- **WHAT THE EXERCISE ASKS**: Could you give every record again, exactly as it reads?

- **SOURCE DATA**:
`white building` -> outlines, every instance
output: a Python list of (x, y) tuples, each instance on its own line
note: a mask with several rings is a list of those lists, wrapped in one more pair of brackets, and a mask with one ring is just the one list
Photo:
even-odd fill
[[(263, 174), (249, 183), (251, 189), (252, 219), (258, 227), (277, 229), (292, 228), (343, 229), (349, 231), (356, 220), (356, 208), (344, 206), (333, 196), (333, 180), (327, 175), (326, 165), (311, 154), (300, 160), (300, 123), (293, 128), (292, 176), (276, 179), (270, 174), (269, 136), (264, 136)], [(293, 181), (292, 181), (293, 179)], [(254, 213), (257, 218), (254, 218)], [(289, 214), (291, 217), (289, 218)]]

- **EXERCISE RESULT**:
`white building` -> outlines, every instance
output: a Python list of (x, y) tuples, each instance on its own line
note: a mask with several rings is a list of those lists, wrapped in one more pair of brackets, and a mask with one ring is just the one list
Photo:
even-odd fill
[[(263, 174), (249, 183), (251, 189), (252, 219), (258, 227), (277, 229), (292, 228), (343, 229), (349, 231), (356, 220), (356, 208), (344, 206), (333, 196), (333, 180), (327, 175), (326, 165), (311, 154), (300, 160), (300, 123), (293, 128), (292, 176), (276, 179), (270, 174), (269, 136), (264, 136)], [(293, 181), (292, 181), (293, 179)], [(254, 213), (257, 218), (254, 218)], [(289, 214), (291, 217), (289, 218)]]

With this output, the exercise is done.